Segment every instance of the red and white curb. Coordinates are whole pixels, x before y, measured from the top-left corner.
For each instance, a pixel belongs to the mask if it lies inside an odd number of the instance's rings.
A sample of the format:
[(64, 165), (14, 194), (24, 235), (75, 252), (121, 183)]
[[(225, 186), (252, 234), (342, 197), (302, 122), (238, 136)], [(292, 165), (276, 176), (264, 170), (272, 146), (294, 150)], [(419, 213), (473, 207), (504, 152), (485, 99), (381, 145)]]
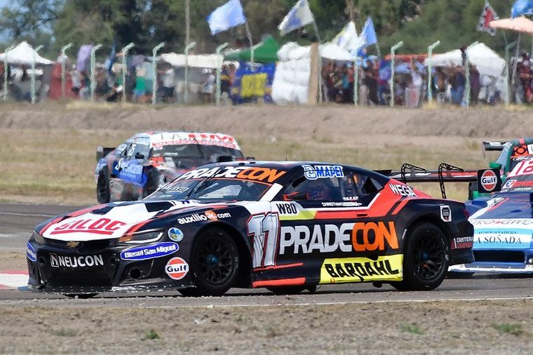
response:
[(13, 290), (28, 284), (28, 272), (0, 272), (0, 290)]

§

■ **REQUIREMENT**: Put the lines above into a JSON list of strings, with one string per line and no blank lines. Leave out the picture.

■ **FINISHED TASK**:
[
  "Segment every instance of the red and white curb. Coordinates are whole pixels, x before y, measured from the top-left corner.",
  "For each instance, a pixel belongs to the mask if it lies inside an odd number of the instance's rings.",
  "A sample of the format:",
  "[(64, 165), (14, 194), (24, 235), (75, 252), (121, 183)]",
  "[[(225, 186), (252, 234), (342, 197), (302, 122), (238, 136)], [(292, 165), (276, 176), (264, 170), (272, 146), (294, 150)], [(419, 213), (473, 207), (504, 152), (485, 99), (381, 145)]]",
  "response:",
  "[(13, 290), (28, 284), (28, 272), (0, 272), (0, 290)]"
]